● **Task to complete**: Your answer is one number, how many lines in the entries include "positive".

──────── Supplied material

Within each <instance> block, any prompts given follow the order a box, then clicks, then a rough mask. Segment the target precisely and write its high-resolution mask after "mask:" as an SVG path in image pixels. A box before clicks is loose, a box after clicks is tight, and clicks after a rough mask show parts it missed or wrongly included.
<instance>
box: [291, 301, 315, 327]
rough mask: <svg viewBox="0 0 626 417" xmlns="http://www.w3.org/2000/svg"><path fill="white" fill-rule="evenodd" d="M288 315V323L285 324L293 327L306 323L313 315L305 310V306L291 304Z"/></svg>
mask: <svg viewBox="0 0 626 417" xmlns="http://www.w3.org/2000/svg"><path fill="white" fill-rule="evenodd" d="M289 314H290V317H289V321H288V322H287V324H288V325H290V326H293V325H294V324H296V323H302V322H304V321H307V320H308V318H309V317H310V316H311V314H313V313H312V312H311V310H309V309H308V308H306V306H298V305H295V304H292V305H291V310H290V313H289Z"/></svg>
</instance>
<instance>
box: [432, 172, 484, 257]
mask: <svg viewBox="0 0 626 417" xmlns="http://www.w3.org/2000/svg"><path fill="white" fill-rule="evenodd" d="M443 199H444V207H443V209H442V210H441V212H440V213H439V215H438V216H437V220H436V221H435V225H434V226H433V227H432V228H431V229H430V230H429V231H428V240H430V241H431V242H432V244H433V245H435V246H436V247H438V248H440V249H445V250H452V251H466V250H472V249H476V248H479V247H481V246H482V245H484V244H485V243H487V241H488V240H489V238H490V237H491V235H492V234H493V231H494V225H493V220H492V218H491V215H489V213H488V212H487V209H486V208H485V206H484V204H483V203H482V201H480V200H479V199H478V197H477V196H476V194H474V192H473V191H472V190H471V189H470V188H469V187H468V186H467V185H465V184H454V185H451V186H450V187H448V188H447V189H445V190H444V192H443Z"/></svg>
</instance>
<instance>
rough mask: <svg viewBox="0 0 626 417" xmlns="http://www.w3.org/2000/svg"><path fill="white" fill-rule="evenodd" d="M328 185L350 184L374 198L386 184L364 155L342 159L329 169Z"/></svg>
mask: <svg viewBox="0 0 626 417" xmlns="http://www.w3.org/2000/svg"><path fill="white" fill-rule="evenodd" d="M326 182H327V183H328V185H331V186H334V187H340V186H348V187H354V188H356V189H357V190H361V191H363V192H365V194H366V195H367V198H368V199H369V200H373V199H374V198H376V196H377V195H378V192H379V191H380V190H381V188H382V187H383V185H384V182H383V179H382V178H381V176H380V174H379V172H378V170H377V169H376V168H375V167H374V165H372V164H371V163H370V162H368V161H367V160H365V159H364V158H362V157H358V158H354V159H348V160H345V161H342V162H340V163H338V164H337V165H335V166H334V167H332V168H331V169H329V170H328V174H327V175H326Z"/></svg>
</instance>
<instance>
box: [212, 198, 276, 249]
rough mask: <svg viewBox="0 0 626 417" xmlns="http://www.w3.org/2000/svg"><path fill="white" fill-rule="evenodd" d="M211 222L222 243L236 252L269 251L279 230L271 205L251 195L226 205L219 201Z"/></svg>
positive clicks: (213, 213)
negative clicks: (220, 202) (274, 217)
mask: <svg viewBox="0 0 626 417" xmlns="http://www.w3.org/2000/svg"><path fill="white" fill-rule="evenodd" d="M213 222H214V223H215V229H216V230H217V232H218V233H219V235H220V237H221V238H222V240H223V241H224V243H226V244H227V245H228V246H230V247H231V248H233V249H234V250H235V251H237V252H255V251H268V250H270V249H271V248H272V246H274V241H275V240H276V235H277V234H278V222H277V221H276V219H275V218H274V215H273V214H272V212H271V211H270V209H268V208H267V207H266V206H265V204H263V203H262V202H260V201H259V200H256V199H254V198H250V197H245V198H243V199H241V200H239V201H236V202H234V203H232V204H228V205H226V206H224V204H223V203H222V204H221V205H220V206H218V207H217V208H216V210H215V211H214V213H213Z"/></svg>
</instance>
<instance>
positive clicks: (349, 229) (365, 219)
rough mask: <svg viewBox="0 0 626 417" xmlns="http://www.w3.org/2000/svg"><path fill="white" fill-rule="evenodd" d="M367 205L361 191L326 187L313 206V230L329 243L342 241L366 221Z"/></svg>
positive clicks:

────────────────

● **Output**: 3